◆ Yazılı Görev 1
Aşağıdaki sayfaya göre başkanlık sistemi neden isteniyor? Muharrem İnce'nin bu sisteme neden karşı çıktığını da sayfadaki sözlerine dayanarak kısaca açıklayın.
◆ Yazılı Görev 2
Aşağıdaki sayfaya göre şu soruları yanıtlayın:
(a) Muharrem İnce hangi ilin milletvekilidir?
(b) İnce açıklamalarını kime yaptı?
(c) İnce, hangi yıllardaki seçimlerin ardından yaptığı konuşmaların ve yazdıklarının arşivlerde bulunduğunu söylüyor?
◆ Yazılı Görev 3
Aşağıdaki sayfada "ÖZ ELEŞTİRİ YAPIYORUZ" sözleriyle başlayıp "koşullarla yakından ilgilidir." sözlerine kadar süren bölümü hiç değiştirmeden yazın.

◆ Sayfa
= = = =

Gündem

Başkanlığı, yargılanmaktan kurtulmak için istiyorlar!

Paylaş:

CHP Yalova Milletvekili Muharrem İnce, gündemi değerlendirdi!

İnce, AKP’nin ve sarayın ısrarla istediği başkanlık sistemini eleştirdi. CHP’li İnce, “Bir ülkede sistem bir kişinin korkularına ve özellikle de yargılanma korkusuna ve kariyerine göre inşa edilemez” dedi…

Bayram tatili bitti. Türkiye gündemini ve siyasetini sıcak gelişmeler bekliyor… AKP’nin, Meclis İçtüzüğü’nde yapmak istediği değişiklikler, dış politikadaki gelişmeler ve tabii başkanlık sistemi… CHP Yalova Milletvekili Muharrem İnce, Türkiye gündemindeki konuları değerlendirdi. Odatv’den Nurzen Amuran’a konuşan İnce, çarpıcı açıklamalar yaptı. Türkiye’nin içinde bulunduğu durumun fotoğrafını çekti, *Cumhuriyet’e, devrimlere ve çağdaş yaşama savaş açmış bir iktidarla, onun yarattığı tahribatlarla karşı karşıyayız” yorumunda bulundu. Israrla gündemde tutulan başkanlık sistemine de değindi.
İşte Yalova Milletvekili Muharrem İnce’nin o sözleri:

ÖZ ELEŞTİRİ YAPIYORUZ

– Öz eleştiri kendi yaptıklarınız ve sonuçları üzerinden şekillenir. Biz zaten kendimizi sorguluyoruz. En azından ben kendim böyleyim. 2007, 2011 yıllarında ve sonraki seçimlerden sonra başarı ve başarısızlıklarımız üzerine konuşmalarım, yazdıklarım arşivlerde mevcuttur. Siyasal hareketlerin başarı ya da başarısızlıkları, kendi toplumlarının kültürü, toplumsal yapıları ve uluslararası koşullarla yakından ilgilidir.

= = = =

◆ Sağlanan Veriler
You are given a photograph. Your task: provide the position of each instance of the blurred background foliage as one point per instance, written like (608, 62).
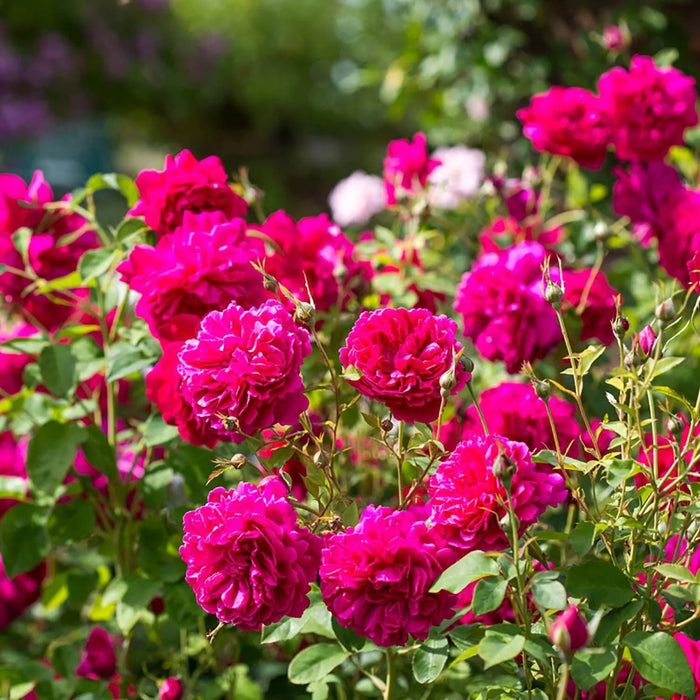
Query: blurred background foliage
(301, 91)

= = = =

◆ Eksiksiz Yanıt 1
Sayfanın başlığına göre başkanlığı yargılanmaktan kurtulmak için istiyorlar. İnce de bir ülkede sistemin bir kişinin korkularına, özellikle yargılanma korkusuna ve kariyerine göre inşa edilemeyeceğini söyleyerek bu sisteme karşı çıkıyor.

◆ Eksiksiz Yanıt 2
(a) Yalova.
(b) Odatv'den Nurzen Amuran'a.
(c) 2007 ve 2011 yıllarındaki seçimlerin ve sonraki seçimlerin ardından.

◆ Eksiksiz Yanıt 3
ÖZ ELEŞTİRİ YAPIYORUZ

– Öz eleştiri kendi yaptıklarınız ve sonuçları üzerinden şekillenir. Biz zaten kendimizi sorguluyoruz. En azından ben kendim böyleyim. 2007, 2011 yıllarında ve sonraki seçimlerden sonra başarı ve başarısızlıklarımız üzerine konuşmalarım, yazdıklarım arşivlerde mevcuttur. Siyasal hareketlerin başarı ya da başarısızlıkları, kendi toplumlarının kültürü, toplumsal yapıları ve uluslararası koşullarla yakından ilgilidir.